* [Opdracht] Neem alle regels van de lijst hieronder volledig over en schaal daarbij alleen de coördinaten in de antwoorden met een factor 1,6. Rond ze af op hele getallen, waarbij halven naar boven worden afgerond.

**** Te gebruiken gegevens

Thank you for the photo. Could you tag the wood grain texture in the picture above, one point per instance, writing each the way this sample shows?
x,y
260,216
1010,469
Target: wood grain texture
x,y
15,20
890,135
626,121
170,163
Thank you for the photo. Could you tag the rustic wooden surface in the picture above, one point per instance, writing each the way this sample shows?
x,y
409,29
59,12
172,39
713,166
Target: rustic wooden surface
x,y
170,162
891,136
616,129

********

* [Resultaat]
Thank you for the photo. Could you tag the wood grain texture in the picture above, one point per instance, writing each the way this sample shows?
x,y
260,216
1010,469
Target: wood grain texture
x,y
24,32
1424,216
1002,194
272,261
Thank you for the photo. Could you tag the rustic wooden surface in the picture above, one point per instance, writing each the way this sample shows?
x,y
409,29
59,12
172,39
713,166
Target: rustic wooden surface
x,y
272,259
1426,218
986,206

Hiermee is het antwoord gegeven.